Task directions -
An exact copy of the line containing "Each instance receives one keypoint. Mark the faucet" and of every line after it, through the last line of the material, is what should be returned.

Record extracts -
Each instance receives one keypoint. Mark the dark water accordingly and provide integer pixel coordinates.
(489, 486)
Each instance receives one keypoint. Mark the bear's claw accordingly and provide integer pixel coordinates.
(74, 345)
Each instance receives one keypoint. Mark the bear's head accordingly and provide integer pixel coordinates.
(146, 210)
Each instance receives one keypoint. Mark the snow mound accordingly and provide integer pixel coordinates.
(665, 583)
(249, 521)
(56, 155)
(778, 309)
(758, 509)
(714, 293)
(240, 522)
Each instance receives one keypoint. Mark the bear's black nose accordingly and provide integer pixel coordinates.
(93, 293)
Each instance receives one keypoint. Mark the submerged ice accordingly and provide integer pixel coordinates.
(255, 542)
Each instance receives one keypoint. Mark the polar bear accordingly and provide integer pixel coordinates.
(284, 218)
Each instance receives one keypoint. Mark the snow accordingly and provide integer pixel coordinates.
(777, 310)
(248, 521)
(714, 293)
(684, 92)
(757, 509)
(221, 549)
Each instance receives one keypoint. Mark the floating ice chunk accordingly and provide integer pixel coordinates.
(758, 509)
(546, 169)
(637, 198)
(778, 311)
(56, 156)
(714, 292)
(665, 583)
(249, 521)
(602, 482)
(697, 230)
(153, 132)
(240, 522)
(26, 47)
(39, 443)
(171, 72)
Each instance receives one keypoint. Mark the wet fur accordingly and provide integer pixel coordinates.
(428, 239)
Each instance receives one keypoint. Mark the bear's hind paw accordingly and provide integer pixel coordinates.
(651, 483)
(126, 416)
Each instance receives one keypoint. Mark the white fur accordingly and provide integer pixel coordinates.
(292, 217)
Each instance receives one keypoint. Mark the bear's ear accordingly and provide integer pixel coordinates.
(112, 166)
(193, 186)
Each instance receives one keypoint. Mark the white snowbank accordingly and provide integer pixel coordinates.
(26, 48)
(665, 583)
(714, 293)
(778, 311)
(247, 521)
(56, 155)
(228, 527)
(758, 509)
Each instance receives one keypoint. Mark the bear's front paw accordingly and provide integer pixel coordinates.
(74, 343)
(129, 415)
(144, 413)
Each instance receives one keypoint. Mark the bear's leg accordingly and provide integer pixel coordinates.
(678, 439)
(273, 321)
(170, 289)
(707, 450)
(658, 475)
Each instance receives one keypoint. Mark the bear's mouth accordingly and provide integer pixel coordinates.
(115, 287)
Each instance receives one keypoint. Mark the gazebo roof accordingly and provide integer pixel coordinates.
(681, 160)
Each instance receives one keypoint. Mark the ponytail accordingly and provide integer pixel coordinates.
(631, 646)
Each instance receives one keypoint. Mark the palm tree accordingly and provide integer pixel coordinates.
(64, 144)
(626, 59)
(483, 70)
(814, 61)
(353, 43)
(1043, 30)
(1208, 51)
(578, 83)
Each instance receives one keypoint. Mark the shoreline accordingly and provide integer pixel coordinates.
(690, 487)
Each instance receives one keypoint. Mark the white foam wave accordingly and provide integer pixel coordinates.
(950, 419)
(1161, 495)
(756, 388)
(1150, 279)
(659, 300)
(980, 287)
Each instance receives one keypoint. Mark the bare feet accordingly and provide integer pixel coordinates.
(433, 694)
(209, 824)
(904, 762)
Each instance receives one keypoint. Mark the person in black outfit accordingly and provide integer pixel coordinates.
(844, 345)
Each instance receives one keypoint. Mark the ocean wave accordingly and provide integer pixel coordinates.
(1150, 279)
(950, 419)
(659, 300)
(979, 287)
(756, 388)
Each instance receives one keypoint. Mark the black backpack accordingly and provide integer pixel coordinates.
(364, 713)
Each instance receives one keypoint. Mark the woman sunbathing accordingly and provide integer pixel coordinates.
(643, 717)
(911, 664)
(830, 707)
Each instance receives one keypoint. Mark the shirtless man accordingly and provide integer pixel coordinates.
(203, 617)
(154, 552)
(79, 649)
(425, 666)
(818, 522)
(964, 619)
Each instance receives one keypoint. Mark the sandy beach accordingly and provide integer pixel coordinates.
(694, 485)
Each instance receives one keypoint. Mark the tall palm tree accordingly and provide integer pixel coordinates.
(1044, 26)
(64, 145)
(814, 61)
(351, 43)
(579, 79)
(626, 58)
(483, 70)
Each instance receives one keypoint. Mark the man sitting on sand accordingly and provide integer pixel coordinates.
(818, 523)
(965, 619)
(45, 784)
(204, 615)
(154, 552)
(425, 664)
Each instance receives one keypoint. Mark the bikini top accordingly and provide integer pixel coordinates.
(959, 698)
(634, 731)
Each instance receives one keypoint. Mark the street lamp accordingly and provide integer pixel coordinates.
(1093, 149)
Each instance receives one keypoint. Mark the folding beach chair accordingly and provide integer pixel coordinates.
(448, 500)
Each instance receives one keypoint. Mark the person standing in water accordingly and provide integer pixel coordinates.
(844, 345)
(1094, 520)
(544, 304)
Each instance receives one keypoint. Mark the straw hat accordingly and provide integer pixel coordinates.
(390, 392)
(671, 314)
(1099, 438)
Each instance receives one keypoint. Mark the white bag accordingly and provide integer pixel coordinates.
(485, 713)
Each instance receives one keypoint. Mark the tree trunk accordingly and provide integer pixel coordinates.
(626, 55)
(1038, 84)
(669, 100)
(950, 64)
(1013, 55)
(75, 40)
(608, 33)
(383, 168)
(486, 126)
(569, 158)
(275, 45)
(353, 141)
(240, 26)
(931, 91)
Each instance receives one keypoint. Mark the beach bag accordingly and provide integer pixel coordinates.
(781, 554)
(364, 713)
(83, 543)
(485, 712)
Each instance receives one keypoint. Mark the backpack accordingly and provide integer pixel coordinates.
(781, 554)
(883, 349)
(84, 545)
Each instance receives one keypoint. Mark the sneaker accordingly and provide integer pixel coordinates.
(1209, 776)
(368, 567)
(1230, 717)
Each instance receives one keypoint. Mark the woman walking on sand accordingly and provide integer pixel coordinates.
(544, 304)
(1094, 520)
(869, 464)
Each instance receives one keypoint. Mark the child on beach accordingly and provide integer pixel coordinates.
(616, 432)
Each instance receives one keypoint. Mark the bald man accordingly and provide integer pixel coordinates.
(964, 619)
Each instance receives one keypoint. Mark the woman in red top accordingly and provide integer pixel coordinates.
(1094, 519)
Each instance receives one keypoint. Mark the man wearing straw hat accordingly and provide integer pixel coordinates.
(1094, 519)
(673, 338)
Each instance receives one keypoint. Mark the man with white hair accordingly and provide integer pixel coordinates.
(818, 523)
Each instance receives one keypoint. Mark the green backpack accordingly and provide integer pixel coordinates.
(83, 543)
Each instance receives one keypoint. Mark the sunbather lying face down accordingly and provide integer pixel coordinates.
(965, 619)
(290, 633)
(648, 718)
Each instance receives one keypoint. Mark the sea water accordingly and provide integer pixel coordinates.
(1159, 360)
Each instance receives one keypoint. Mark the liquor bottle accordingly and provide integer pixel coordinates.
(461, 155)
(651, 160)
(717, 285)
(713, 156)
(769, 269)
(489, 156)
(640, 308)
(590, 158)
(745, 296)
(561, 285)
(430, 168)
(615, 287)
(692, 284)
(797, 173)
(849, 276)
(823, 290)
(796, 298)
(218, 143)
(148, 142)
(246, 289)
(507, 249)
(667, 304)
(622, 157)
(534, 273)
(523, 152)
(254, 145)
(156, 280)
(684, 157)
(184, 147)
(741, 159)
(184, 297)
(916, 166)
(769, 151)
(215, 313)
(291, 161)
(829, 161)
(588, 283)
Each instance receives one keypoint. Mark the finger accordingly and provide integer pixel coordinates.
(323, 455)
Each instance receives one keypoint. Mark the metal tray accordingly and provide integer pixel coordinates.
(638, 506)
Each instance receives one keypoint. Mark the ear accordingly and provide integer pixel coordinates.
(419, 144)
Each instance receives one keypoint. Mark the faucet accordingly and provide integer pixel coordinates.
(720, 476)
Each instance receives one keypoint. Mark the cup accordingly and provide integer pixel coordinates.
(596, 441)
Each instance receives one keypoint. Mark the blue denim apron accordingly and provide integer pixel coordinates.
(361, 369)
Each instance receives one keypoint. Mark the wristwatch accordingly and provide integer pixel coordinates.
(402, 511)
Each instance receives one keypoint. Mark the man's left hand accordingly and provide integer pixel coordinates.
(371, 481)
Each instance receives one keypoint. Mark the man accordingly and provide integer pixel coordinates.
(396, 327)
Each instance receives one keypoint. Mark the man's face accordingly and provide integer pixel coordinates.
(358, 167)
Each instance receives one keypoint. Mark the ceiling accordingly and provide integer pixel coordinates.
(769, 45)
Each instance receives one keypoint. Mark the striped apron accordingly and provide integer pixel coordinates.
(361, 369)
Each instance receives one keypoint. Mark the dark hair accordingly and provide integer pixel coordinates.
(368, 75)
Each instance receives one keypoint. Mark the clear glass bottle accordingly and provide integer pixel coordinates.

Response to this task -
Each instance receives one keypoint. Mark the faucet accordingly and provide integer pixel coordinates.
(720, 476)
Each instance receives one keypoint. Mark the cup accordingly and provide integer pixel coordinates.
(596, 441)
Each instance receives one keypoint. Mark the blue denim apron accordingly and provide integer pixel coordinates.
(361, 369)
Each instance receives one keypoint. Mark the wristwatch accordingly and provide integer pixel coordinates.
(402, 511)
Each instance receives one keypoint. Mark the man's left hand accordingly and provide integer pixel coordinates.
(371, 481)
Each instance receives one keypoint. Mark the man accordingly and provide integer pixel coordinates.
(396, 327)
Each instance receives one keypoint. Mark the man's face accordingly and provide integer pixel coordinates.
(358, 167)
Each instance receives one keypoint. Mark the ceiling accordingly and provide integer pixel coordinates.
(769, 45)
Each instance receives one keypoint. Mark the striped apron accordingly and provide integer pixel coordinates.
(361, 369)
Each instance receives one keypoint. Mark the dark hair accordingly and provide integer pixel coordinates.
(368, 75)
Each instance receives one keypoint. Mark the clear glass bottle accordingly and provide integer pixel coordinates.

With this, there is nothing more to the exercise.